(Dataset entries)

-- begin --

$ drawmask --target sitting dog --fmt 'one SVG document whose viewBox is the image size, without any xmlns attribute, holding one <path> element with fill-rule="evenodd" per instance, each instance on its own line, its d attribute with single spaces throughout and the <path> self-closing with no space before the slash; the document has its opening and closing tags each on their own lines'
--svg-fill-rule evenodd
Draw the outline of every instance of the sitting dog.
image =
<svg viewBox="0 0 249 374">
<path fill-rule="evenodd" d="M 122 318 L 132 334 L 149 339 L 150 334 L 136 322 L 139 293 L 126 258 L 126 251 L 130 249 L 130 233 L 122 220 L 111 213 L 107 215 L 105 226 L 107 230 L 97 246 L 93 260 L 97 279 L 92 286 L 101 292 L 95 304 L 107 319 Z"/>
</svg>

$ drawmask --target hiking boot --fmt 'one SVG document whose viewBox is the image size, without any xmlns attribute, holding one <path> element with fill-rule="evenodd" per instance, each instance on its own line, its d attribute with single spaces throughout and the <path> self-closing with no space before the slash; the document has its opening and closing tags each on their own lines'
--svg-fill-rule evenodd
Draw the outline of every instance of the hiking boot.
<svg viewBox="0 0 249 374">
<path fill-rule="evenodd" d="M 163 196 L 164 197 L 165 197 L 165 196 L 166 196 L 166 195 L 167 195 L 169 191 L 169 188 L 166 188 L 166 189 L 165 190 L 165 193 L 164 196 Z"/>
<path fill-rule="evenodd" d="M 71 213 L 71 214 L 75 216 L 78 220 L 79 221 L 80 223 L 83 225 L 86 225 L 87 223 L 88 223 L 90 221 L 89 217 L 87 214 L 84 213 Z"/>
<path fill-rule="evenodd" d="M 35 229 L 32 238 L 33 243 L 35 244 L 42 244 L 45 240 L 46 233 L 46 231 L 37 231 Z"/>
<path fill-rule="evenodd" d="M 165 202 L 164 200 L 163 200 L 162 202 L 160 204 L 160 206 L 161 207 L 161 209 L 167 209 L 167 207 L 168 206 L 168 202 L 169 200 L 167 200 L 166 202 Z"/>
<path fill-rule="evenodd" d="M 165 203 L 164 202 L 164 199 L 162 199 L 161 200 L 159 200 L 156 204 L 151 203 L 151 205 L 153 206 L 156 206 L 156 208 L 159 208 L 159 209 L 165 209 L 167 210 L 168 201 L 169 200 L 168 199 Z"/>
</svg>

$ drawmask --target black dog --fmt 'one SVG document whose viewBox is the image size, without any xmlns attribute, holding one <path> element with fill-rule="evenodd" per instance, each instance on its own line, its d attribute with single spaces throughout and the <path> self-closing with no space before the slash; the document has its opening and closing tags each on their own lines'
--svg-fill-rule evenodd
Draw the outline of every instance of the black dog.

-- end --

Aim. Faithfully transcribe the whole of the data.

Worked solution.
$ drawmask --target sitting dog --fmt 'one SVG document whose viewBox is the image size, without any xmlns attribute, holding one <path> element with fill-rule="evenodd" per instance, each instance on its own line, its d attribute with single spaces throughout and the <path> self-closing with no space before the slash; the document has its opening and closing tags each on their own lines'
--svg-fill-rule evenodd
Draw the outline of every instance of the sitting dog.
image =
<svg viewBox="0 0 249 374">
<path fill-rule="evenodd" d="M 122 318 L 132 334 L 149 339 L 150 334 L 136 322 L 139 293 L 126 258 L 126 251 L 130 249 L 130 233 L 122 220 L 111 213 L 107 215 L 105 226 L 107 230 L 97 246 L 93 260 L 97 279 L 92 286 L 101 292 L 95 304 L 107 319 Z"/>
</svg>

$ drawmask --target hiking boot --fmt 'one SVG document whose viewBox is the image size, without any xmlns attribute, holding one <path> element with fill-rule="evenodd" per instance, each instance on its own line, its d attribute with single spaces throughout and the <path> self-closing with no space before the slash; the document has its opening and closing tags each on their own lines'
--svg-fill-rule evenodd
Draw the outline of every instance of the hiking boot.
<svg viewBox="0 0 249 374">
<path fill-rule="evenodd" d="M 163 196 L 164 197 L 165 197 L 165 196 L 166 196 L 166 195 L 167 195 L 169 191 L 169 188 L 166 188 L 166 189 L 165 190 L 165 193 L 164 196 Z"/>
<path fill-rule="evenodd" d="M 71 213 L 71 214 L 75 216 L 78 220 L 79 221 L 80 223 L 83 225 L 86 225 L 87 223 L 88 223 L 90 221 L 89 217 L 87 214 L 84 213 Z"/>
<path fill-rule="evenodd" d="M 35 229 L 32 238 L 33 243 L 35 244 L 42 244 L 45 240 L 46 233 L 46 231 L 37 231 Z"/>
<path fill-rule="evenodd" d="M 165 202 L 164 200 L 163 200 L 162 202 L 160 204 L 160 206 L 161 207 L 161 209 L 167 209 L 167 207 L 168 206 L 168 202 L 169 200 L 167 200 L 166 202 Z"/>
<path fill-rule="evenodd" d="M 165 203 L 164 202 L 164 199 L 162 199 L 161 200 L 159 200 L 156 204 L 151 203 L 151 205 L 153 206 L 156 206 L 156 208 L 159 208 L 159 209 L 165 209 L 167 210 L 168 201 L 169 200 L 168 199 Z"/>
</svg>

$ drawmask --target black dog --fmt 'one SVG document whose viewBox is the image size, without any xmlns attribute, holding one <path> element with fill-rule="evenodd" per instance, each instance on its own line, its d attribute with single spaces throughout and the <path> self-closing with no space before the slash; the document has its opening and closing tags each on their own lines'
--svg-fill-rule evenodd
Draw the outline of every instance of the black dog.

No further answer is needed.